What is needed
Return each line of the entries below that contains the string "rear", matching its case exactly.

-------------------------

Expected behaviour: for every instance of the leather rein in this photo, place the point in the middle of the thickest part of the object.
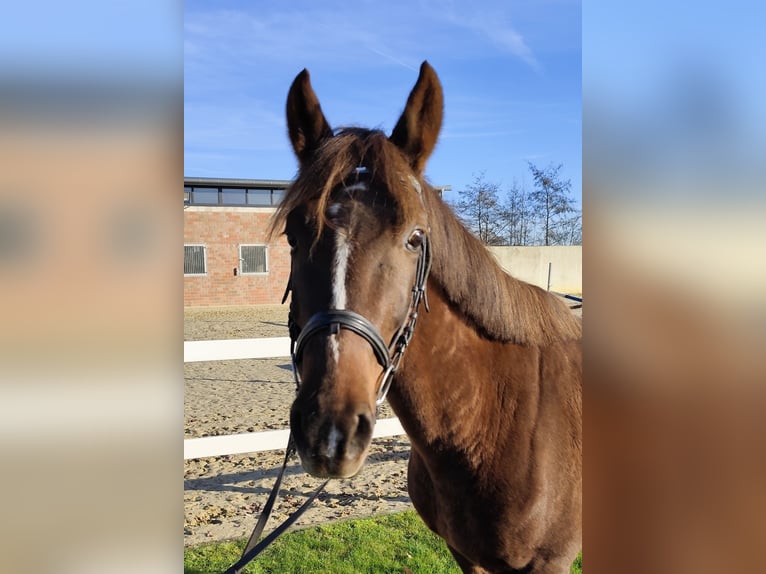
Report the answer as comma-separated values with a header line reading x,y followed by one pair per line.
x,y
389,357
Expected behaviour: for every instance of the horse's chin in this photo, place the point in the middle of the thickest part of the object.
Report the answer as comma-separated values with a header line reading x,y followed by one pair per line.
x,y
323,467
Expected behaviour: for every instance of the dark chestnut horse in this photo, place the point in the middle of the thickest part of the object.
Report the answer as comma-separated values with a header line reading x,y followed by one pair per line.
x,y
489,388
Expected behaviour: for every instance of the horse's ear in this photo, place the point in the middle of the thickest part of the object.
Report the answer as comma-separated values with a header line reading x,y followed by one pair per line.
x,y
417,130
306,123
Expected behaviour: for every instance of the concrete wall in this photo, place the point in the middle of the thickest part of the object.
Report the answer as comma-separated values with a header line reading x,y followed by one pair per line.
x,y
530,264
221,230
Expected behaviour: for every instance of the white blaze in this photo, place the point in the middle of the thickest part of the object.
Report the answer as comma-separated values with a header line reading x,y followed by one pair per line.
x,y
338,287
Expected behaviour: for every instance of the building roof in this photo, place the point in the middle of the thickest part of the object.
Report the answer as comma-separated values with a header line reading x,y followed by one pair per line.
x,y
237,182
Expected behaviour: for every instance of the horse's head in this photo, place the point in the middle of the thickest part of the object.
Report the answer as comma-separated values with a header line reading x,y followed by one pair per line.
x,y
357,223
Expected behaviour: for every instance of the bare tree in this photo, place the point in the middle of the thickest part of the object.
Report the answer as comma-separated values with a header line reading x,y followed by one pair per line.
x,y
518,214
480,209
553,205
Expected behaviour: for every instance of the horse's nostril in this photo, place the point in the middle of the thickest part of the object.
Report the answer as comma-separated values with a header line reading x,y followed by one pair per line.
x,y
364,425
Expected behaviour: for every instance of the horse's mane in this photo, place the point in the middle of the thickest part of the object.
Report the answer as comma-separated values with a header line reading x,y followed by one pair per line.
x,y
501,307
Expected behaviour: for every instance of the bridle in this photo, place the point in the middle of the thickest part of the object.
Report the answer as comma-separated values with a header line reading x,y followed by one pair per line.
x,y
333,320
389,357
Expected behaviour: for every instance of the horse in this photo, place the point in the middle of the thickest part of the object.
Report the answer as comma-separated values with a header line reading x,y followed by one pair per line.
x,y
487,385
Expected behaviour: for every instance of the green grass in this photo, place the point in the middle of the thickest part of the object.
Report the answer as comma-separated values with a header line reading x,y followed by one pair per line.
x,y
392,543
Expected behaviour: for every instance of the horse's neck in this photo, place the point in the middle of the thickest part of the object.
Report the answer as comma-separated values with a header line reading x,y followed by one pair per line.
x,y
454,392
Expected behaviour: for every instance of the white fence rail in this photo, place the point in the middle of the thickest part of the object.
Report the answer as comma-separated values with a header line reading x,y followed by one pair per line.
x,y
267,348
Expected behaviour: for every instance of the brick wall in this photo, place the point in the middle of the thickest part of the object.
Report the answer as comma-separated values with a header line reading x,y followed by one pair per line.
x,y
222,230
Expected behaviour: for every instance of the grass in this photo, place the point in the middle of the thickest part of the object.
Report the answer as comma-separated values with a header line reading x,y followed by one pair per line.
x,y
396,543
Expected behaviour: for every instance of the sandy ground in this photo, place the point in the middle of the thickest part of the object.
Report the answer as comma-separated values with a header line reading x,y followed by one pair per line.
x,y
223,495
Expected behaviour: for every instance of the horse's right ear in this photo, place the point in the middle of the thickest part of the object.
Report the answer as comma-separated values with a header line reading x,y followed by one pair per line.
x,y
418,128
306,123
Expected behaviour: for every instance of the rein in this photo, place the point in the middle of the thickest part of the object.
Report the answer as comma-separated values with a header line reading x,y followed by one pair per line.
x,y
389,357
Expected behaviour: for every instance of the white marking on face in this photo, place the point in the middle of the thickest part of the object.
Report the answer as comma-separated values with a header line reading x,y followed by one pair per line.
x,y
416,184
334,210
359,186
333,440
339,268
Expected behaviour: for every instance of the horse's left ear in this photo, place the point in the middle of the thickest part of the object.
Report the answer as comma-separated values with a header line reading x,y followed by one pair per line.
x,y
417,130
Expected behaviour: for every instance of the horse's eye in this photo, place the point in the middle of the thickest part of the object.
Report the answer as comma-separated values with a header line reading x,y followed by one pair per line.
x,y
415,240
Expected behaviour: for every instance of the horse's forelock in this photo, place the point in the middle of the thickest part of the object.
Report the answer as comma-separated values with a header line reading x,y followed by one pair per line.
x,y
336,162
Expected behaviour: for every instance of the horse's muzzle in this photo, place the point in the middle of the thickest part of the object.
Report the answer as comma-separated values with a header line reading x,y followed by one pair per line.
x,y
332,446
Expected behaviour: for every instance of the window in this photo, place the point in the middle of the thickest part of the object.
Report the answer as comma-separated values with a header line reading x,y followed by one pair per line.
x,y
253,259
195,260
276,196
259,197
232,196
205,195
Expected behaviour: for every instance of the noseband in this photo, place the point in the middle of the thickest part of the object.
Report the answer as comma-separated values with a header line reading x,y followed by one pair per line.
x,y
333,320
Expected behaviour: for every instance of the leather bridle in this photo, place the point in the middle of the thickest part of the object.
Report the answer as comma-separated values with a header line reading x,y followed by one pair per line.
x,y
333,320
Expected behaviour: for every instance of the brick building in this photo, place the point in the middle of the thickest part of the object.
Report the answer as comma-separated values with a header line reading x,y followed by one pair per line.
x,y
227,257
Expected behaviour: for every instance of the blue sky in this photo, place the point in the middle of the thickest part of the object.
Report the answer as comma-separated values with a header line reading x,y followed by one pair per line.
x,y
511,73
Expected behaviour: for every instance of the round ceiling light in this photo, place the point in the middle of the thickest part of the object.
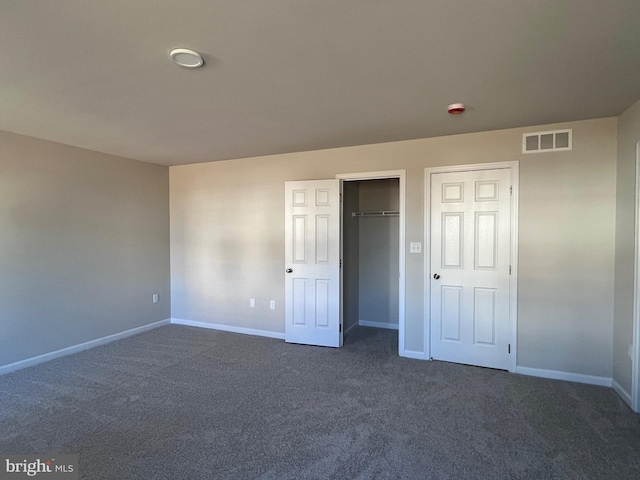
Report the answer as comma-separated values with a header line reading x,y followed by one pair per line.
x,y
186,57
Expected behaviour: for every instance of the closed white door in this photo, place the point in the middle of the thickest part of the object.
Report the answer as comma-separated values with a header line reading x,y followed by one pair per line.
x,y
313,303
469,270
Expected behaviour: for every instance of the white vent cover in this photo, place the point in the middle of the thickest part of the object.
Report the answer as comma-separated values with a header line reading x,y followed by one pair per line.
x,y
553,141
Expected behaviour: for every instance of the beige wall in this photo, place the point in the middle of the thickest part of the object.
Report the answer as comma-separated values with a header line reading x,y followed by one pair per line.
x,y
84,244
227,236
628,136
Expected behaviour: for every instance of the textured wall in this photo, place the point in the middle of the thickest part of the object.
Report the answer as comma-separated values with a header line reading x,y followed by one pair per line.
x,y
84,243
628,136
227,236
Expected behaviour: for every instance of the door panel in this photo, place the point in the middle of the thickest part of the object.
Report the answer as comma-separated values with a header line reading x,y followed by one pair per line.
x,y
312,252
470,254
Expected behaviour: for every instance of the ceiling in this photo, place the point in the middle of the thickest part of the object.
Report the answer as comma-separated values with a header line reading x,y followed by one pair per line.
x,y
295,75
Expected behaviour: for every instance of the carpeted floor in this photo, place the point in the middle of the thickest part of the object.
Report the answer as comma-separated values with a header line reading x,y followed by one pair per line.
x,y
186,403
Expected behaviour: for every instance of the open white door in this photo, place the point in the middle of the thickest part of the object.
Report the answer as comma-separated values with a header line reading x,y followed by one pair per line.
x,y
470,267
313,313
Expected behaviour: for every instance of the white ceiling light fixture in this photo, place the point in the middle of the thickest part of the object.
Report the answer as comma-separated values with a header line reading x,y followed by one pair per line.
x,y
185,57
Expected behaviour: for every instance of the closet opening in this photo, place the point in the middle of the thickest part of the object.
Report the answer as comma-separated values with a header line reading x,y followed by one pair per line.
x,y
370,254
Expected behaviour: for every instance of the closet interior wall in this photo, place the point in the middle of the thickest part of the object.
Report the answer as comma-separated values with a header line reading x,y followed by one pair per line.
x,y
370,254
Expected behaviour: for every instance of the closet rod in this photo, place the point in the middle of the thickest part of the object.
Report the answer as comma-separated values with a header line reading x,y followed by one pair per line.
x,y
381,213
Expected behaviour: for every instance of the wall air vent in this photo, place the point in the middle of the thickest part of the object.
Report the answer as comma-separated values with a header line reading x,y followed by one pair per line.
x,y
554,141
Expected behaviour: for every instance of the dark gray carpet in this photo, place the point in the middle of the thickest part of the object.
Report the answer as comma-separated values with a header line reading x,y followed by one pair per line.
x,y
186,403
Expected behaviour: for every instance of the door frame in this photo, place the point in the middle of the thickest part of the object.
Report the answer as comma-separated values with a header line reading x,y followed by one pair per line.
x,y
513,166
635,357
401,176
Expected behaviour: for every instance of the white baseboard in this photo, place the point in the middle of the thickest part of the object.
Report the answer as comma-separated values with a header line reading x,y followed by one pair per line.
x,y
622,392
228,328
30,362
366,323
348,330
415,355
567,376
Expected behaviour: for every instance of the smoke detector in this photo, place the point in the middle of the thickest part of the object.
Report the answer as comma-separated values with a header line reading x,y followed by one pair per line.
x,y
456,108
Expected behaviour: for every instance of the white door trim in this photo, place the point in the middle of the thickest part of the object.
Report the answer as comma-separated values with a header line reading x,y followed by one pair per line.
x,y
401,175
635,358
513,279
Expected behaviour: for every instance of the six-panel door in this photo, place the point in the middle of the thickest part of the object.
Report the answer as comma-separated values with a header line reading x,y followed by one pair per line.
x,y
470,252
312,263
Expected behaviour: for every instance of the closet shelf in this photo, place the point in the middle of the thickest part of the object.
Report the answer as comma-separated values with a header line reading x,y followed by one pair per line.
x,y
381,213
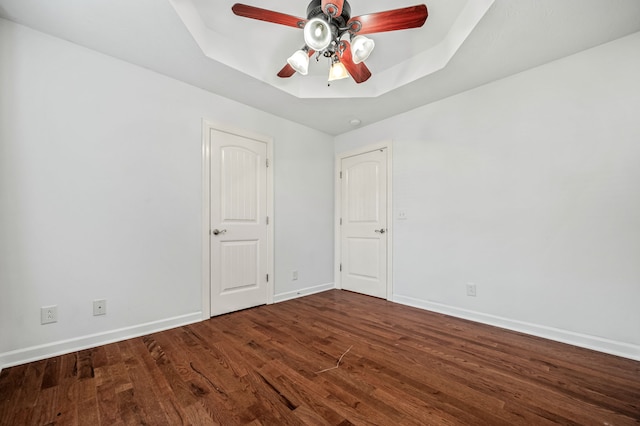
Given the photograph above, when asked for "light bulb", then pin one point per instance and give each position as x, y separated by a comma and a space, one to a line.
361, 48
337, 71
299, 61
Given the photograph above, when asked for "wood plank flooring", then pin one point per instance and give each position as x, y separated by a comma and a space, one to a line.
264, 366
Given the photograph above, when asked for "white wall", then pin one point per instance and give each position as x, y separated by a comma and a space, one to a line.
100, 196
528, 187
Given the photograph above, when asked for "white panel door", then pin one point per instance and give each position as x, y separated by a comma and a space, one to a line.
238, 222
364, 223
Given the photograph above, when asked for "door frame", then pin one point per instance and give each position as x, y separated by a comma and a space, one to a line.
388, 145
207, 126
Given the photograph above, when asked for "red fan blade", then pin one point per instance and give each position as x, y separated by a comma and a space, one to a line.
332, 8
359, 72
267, 15
287, 71
391, 20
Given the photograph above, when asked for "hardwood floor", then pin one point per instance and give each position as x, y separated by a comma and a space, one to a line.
399, 366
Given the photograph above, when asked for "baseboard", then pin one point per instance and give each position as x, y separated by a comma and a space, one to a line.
302, 292
36, 353
622, 349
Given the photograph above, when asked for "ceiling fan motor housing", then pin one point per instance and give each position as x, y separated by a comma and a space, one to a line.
314, 10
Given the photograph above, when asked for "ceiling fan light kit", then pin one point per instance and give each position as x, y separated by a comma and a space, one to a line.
330, 31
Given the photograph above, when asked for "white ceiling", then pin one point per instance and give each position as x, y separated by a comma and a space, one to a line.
242, 57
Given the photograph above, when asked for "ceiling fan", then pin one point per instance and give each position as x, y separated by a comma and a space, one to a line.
330, 31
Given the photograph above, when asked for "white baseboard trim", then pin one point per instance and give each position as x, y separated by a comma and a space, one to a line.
36, 353
302, 292
622, 349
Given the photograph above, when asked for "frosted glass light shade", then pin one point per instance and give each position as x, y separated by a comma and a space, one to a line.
317, 34
361, 48
337, 71
299, 61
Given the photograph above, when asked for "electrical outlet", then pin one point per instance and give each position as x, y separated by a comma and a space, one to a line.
99, 307
471, 289
48, 314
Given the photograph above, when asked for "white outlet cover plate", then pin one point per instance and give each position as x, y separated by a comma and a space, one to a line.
48, 314
99, 307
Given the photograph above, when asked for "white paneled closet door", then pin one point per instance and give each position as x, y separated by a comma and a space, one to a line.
364, 223
238, 222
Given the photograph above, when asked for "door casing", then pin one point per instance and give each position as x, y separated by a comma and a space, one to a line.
388, 145
207, 126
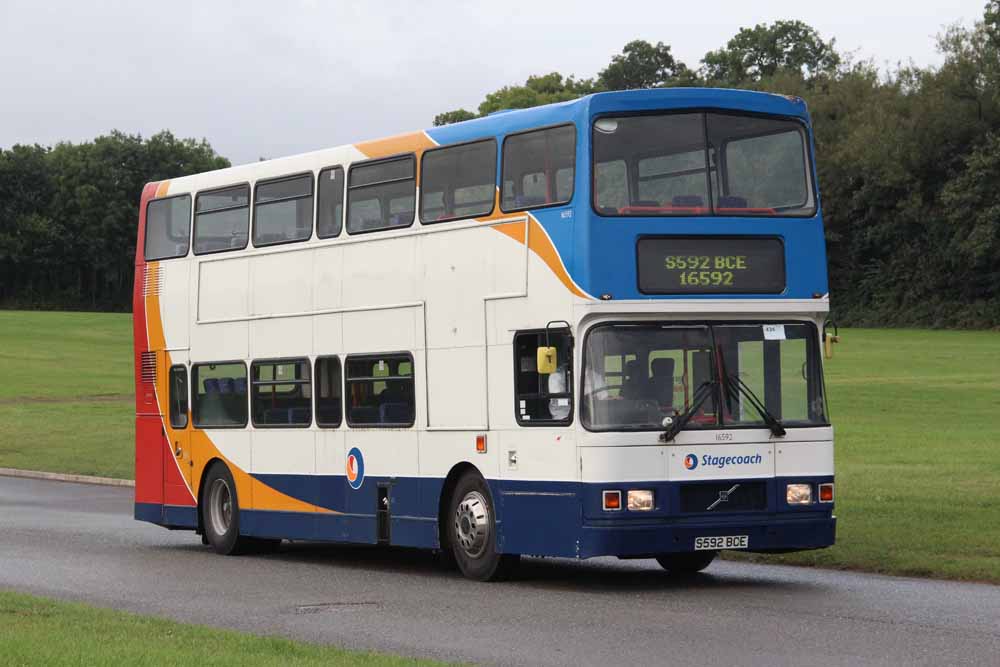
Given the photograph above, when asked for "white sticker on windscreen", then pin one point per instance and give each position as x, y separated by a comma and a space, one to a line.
774, 332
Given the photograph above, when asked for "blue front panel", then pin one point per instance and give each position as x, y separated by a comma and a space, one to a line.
600, 252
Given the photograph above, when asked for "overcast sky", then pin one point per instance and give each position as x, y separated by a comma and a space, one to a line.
282, 77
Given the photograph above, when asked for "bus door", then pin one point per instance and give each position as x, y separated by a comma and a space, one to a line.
176, 434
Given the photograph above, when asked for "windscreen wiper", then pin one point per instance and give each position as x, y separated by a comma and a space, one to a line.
734, 385
676, 425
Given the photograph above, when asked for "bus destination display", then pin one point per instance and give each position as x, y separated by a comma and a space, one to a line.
711, 265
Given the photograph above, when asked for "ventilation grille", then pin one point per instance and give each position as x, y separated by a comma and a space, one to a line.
747, 496
147, 367
152, 282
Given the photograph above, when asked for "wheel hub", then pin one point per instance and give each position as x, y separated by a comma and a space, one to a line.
220, 506
472, 524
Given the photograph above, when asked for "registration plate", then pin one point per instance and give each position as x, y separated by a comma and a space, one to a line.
723, 542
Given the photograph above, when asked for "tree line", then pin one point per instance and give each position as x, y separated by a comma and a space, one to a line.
908, 162
69, 214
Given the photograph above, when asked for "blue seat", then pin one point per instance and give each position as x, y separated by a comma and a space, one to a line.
732, 201
523, 202
688, 201
395, 413
364, 414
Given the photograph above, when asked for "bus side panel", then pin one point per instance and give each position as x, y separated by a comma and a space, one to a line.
538, 518
148, 466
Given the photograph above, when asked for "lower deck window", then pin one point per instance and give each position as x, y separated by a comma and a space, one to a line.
328, 392
380, 390
543, 398
281, 393
178, 397
220, 395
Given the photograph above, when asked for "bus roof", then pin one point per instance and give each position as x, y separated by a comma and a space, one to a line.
505, 122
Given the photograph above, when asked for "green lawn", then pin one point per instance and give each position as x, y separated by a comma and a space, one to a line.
66, 392
916, 417
36, 631
917, 423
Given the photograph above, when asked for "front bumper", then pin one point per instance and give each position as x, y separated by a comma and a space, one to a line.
770, 533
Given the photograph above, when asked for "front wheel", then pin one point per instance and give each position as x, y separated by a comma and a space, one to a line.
688, 563
472, 532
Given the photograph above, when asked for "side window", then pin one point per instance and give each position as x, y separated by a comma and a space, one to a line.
282, 210
538, 168
330, 209
281, 392
458, 181
540, 398
329, 408
178, 396
220, 395
380, 390
222, 220
168, 227
381, 195
610, 186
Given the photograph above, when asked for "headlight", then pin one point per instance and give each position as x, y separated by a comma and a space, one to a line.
640, 501
798, 494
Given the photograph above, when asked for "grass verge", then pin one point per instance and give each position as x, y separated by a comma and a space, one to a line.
38, 631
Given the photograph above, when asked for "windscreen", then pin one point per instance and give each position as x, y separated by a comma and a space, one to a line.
701, 164
637, 376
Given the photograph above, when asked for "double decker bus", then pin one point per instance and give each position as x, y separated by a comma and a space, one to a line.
585, 329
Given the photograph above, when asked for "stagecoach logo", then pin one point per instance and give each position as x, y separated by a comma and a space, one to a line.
355, 468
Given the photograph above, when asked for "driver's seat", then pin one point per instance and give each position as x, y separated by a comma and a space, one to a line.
662, 381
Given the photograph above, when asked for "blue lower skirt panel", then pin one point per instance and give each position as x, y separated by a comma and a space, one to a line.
171, 516
538, 518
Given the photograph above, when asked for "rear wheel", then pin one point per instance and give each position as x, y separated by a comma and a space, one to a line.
471, 524
687, 563
220, 512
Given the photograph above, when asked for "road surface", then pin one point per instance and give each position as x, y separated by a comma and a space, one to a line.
79, 542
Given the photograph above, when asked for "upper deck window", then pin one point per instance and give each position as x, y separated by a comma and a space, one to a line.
458, 181
701, 164
222, 220
330, 209
381, 195
538, 168
168, 227
282, 210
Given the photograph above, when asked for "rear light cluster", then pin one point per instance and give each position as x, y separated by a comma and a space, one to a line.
637, 500
802, 494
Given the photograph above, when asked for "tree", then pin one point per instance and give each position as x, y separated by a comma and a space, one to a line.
456, 116
764, 50
69, 215
642, 65
537, 90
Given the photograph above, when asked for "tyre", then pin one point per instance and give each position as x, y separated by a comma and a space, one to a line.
220, 512
686, 563
471, 526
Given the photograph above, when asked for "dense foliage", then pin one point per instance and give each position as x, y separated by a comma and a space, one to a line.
68, 216
909, 168
909, 161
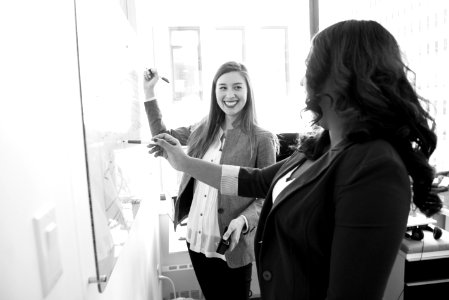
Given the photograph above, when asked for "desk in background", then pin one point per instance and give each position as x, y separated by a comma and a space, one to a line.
421, 270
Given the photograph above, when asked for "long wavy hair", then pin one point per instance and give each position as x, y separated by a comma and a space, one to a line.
203, 136
374, 95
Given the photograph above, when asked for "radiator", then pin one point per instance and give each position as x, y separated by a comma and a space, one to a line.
185, 282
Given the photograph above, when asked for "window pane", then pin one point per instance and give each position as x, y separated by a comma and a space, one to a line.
228, 45
186, 63
421, 29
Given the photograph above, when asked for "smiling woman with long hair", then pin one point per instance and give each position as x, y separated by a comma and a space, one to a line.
228, 135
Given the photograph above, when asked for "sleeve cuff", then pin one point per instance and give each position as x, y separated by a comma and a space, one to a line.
245, 228
150, 99
229, 180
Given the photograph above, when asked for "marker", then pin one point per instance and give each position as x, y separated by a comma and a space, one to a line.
136, 142
163, 78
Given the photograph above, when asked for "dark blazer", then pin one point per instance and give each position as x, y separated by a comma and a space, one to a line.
335, 231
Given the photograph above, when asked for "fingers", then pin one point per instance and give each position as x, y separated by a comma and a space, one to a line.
166, 138
150, 73
233, 232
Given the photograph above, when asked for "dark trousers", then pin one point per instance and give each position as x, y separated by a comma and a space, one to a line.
218, 281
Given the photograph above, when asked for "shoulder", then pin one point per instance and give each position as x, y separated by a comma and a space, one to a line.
373, 150
376, 155
262, 133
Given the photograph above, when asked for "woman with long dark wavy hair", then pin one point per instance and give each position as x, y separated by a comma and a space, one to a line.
229, 134
336, 211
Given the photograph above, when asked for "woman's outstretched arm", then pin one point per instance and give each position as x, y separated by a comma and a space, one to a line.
167, 146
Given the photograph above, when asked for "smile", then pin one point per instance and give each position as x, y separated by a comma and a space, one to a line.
230, 103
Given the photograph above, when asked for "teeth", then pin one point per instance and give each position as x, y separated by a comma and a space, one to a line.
230, 103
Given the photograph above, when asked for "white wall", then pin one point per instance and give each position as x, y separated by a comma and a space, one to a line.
42, 164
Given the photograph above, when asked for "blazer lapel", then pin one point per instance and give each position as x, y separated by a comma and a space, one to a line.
314, 171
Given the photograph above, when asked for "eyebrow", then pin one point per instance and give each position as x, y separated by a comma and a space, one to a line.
235, 83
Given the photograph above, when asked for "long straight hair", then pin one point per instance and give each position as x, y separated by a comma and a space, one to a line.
204, 134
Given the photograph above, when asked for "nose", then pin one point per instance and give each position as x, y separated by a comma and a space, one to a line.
230, 94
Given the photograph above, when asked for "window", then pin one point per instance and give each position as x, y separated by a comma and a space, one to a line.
186, 63
430, 65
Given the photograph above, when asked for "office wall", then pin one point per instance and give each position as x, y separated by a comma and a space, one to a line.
42, 164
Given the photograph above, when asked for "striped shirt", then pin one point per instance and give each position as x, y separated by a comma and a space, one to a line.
203, 232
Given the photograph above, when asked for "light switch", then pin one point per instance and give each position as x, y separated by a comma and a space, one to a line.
46, 231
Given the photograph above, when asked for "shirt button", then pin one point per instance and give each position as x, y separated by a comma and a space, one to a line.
266, 275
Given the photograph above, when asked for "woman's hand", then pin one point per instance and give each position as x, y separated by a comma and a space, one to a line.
150, 78
168, 147
234, 231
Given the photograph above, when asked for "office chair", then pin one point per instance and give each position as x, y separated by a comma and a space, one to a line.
417, 233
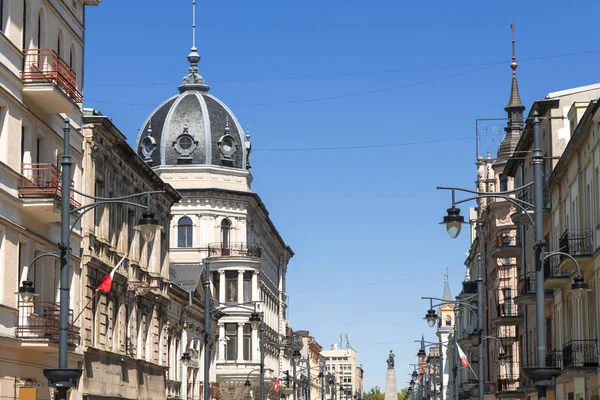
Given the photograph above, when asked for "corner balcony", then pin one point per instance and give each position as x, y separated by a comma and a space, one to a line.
580, 358
579, 243
509, 384
37, 325
526, 290
49, 84
507, 315
245, 250
554, 277
506, 244
40, 192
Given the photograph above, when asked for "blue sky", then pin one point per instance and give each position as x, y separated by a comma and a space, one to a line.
313, 74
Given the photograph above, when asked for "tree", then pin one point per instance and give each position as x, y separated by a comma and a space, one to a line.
374, 394
403, 394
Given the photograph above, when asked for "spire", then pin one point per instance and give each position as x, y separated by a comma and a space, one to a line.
193, 80
514, 102
447, 296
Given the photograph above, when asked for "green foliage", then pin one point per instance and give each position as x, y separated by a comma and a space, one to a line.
374, 394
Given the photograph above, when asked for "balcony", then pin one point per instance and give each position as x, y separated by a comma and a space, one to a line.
469, 287
41, 193
554, 359
49, 83
580, 358
173, 389
579, 243
234, 250
506, 244
554, 277
526, 290
38, 324
519, 217
508, 384
507, 315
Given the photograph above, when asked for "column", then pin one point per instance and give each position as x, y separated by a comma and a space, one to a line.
241, 286
240, 346
221, 342
222, 287
255, 294
255, 355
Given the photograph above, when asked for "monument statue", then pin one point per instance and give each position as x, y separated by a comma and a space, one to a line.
391, 392
390, 359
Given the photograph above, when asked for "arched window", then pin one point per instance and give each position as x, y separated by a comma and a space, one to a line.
40, 29
185, 233
225, 231
59, 44
24, 30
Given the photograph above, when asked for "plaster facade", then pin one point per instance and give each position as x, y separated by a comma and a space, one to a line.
35, 97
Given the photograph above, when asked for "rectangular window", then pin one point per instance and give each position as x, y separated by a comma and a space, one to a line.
216, 286
231, 286
231, 342
247, 287
247, 342
503, 183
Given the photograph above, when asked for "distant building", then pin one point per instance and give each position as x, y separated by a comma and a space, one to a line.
341, 363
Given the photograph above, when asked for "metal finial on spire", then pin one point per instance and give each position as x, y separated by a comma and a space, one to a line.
514, 102
193, 80
193, 24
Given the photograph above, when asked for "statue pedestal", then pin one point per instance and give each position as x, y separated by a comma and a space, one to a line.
391, 391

-------------------------

The response
Given the photograph above, when asked for "rear wheel", then pin one point per instance and give each position as x, y separated by a comma and a space, one to a line.
Given the photograph above, when asked for "rear light cluster", then pin one point per instance and give each position as x, y separated by a comma and a space, one to a line.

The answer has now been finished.